* Begin Selected passage *

Speculation has been rife about Mr Acquaro’s relationship with police since the solicitor was shot dead outside his Brunswick East gelato shop in 2016 and following the exposure of Nicola Gobbo’s double life as a barrister-turned-informer.
The court has revealed that Mr Acquaro had “two discrete sets of interactions” in 2008 and 2014 with Victoria Police — and his actions in 2014 “may be of substantial assistance to Madafferi in his appeal”.
Victoria Police has maintained it rejected recruiting Mr Acquaro on both occasions because he was considered to be “unreliable and prone to leaking to the press”.
According to the court, police first reached out to Mr Acquaro in 2008 seeking information about the so-called gangland killings.
Assigned the number RFA06/08 to protect his identity, he was assessed for his suitability to become an informer but was rejected. During this period, he provided information to police but it was never disseminated, police said.
But the court considered the 2014 interactions were “more complex” and could ultimately be used to argue to overturn Mr Madafferi’s convictions.
In 2014, Mr Acquaro approached police following a story in The Age that linked the Calabrian mafia to a string of drive-by shootings targeting the Woodstock pizza outlets in Carlton North and Moonee Ponds.
By this time, Mr Acquaro was no longer representing Madafferi, after an escalating dispute with the Madafferi family.
“He described his falling out with Madafferi, expressed his anger about the manner in which Madafferi had drawn his sons into his sphere of influence, and reported that Madafferi was standing over traders at the wholesale fruit and vegetable market in the company of a man with a gun. He also reported a threat to his own life,” the court said.
Some of the information he provided was used to further investigations such as that into the pizza outlet shootings.
“These documents primarily record police action taken on information provided by Acquaro about criminal activity that was then ongoing or had taken place in the relatively short period since Acquaro had ceased acting for Madafferi,” the court said.
“We do not consider that Acquaro reporting what he knew about current or ongoing serious criminal activity, particularly threats against himself, involved any breach of duty to Madafferi.”
Mr Acquaro was assigned the number F710FDB during his period of contact with police from March to June 2014, which included recorded meetings.
At the time, concerns that Mr Acquaro could have a conflict of interest were raised because he had previously represented both Frank Madafferi and his brother Tony.
“Acquaro said he was not conflicted ‘in the sense I’m divulging anything in relation to them and I think it’s pretty obvious what — my relationship is with them or has been with them, ‘cos there’s no longer a relationship any more …’ ” the court said.
“[Mr Acquaro said:] ‘I don’t have a professional relationship with Tony. I have a professional relationship with Frank … I’ve always said that I’m not going to infringe on my professional capacity.’ “
But the court found the “flavour of the discussions” could be open to interpretation that Mr Acquaro and police shared a common desire for Frank Madafferi to be “locked up”.
“Towards the end of the conversation, Acquaro stated that he felt responsible for creating a monster (namely, Madafferi) to which [police] responded, ‘All right. Now you can destroy it’,” one recording said.
Mr Acquaro also provided specific information about Madafferi’s legal position and other matters that could be considered a breach.

* End Selected passage *
* Begin Data section *

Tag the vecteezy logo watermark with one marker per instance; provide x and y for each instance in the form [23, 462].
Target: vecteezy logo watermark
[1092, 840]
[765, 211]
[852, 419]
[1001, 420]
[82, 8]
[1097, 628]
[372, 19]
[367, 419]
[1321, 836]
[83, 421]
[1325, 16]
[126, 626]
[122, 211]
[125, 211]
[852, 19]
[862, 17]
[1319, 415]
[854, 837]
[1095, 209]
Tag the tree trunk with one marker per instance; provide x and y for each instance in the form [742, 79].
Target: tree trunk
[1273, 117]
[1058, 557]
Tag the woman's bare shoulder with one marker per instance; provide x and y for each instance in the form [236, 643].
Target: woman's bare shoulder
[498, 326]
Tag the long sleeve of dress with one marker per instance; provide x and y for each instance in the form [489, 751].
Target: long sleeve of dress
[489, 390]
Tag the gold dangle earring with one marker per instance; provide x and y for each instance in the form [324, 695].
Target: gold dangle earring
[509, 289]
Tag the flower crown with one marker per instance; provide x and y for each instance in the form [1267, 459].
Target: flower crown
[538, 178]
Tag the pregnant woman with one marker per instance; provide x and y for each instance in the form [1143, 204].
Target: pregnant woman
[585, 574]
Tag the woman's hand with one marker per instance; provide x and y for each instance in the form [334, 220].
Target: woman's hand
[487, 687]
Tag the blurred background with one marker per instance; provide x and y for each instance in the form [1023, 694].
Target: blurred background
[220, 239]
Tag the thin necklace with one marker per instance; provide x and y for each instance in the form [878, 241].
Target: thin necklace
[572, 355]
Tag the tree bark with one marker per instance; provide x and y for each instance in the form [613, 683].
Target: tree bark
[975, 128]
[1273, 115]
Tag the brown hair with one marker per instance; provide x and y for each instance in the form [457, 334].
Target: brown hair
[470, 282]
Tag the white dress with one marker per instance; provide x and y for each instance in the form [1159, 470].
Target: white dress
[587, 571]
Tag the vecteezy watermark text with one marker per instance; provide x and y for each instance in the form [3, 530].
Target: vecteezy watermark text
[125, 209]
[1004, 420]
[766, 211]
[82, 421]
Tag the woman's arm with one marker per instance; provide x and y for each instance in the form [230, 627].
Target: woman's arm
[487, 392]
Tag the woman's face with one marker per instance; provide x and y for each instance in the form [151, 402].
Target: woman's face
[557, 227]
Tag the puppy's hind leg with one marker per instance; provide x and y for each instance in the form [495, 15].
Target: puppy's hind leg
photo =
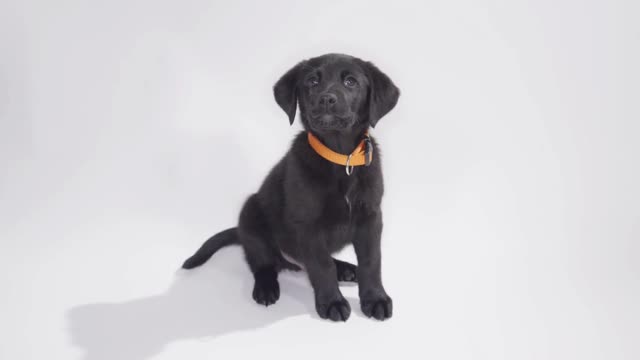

* End Data section *

▸ Exercise tasks:
• 1. Answer these questions about the article on Mr Acquaro and the police, one per line:
(a) What number was Mr Acquaro assigned in 2008?
(b) What reason has Victoria Police given for declining to recruit him on both occasions?
(c) During which months of 2014 was he in contact with police under the number F710FDB?
• 2. In the article on Mr Acquaro and the police, why were concerns about a conflict of interest raised in 2014?
• 3. Continue the article on Mr Acquaro and the police from where it stops.

▸ Answers:
• 1.
(a) RFA06/08
(b) He was considered "unreliable and prone to leaking to the press."
(c) March to June

• 2. The concerns arose because Mr Acquaro had previously represented both Frank Madafferi and his brother Tony.

• 3.
“(The recordings) reveal that Acquaro disclosed to the police not only purported problems that he knew of in the prosecution case against Madafferi, but other matters that could be used to put pressure on Madafferi, such as his involvement in a ‘sham’ charitable foundation and potential problems with his immigration status,” the court said.
“These are matters that may reflect on the independence of the advice and representation that Madafferi received from Acquaro.”
“We consider that the 2014 transcripts (and the related materials) may be of substantial assistance to Madafferi in his appeal,” the court found.
In the case of Saverio Zirilli’s appeal, the court accepted that Mr Acquaro’s informing in 2014 could have a “logical flow on” for his case too.
“It could be said that, although he pleaded guilty, his decision to do so had been heavily influenced by the pressure placed upon him by the barrage of legal advice that he received from both Mr Acquaro and Ms Gobbo,” the court said.
“As regards Mr Acquaro, there might be legitimate questions as to whether he provided Mr Zirilli with independent and impartial advice.”
In denying Victoria Police’s applications on Tuesday, the Court of Appeal said:
“The judgment of the court is that, to the extent that the Chief Commissioner of Victoria Police makes application for an order that the existence or non-existence of information pertaining to whether or not Joseph Acquaro was or was not a police informer is subject to public interest immunity, that application is refused.”
Public interest immunity claims are designed to prevent the release of information that could prejudice a police investigation, reveal law enforcement methodologies or expose the identity of informers and undercover operatives.
In response to the court’s decision, Victoria Police said it acknowledged the court’s ruling and would not attempt to further appeal either matter in relation to Mr Acquaro to the High Court.
“To be clear, Lawyer A [Mr Acquaro] was never approved as a human source. While he was assessed as a potential informer in 2008 and 2014, on both occasions he was deemed unsuitable for registration,” a spokeswoman said.
Victoria Police traditionally maintains a policy of never confirming or denying whether a person has co-operated with law enforcement or worked as a registered informant. The force had previously refused to hand over any information in its records about Mr Acquaro or details of any potential contact he may have had with police.
It was the same move Victoria Police tried to use to keep the identity of Ms Gobbo a secret, a battle it lost in the Supreme Court, Court of Appeal and High Court from 2016 to 2018.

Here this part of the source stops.